──────── PROVIDED INFORMATION

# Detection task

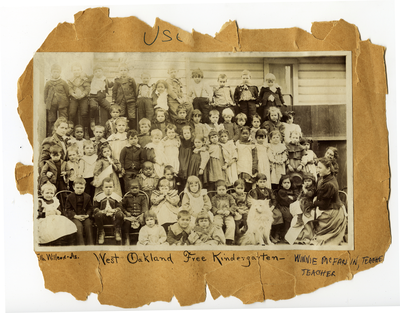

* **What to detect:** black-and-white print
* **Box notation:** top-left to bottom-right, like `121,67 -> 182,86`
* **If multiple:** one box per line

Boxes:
34,52 -> 354,251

────────────────

## REQUIREMENT
Copy the data above line for line, without changing anything, and leave out the picture.

## SOLUTION TO THIS EXERCISE
# Detection task


* **What to detect:** black-and-white print
* **Box notation:** top-left to bottom-right, like `121,67 -> 182,86`
* **If multiple:** one box per line

Boxes:
34,52 -> 354,251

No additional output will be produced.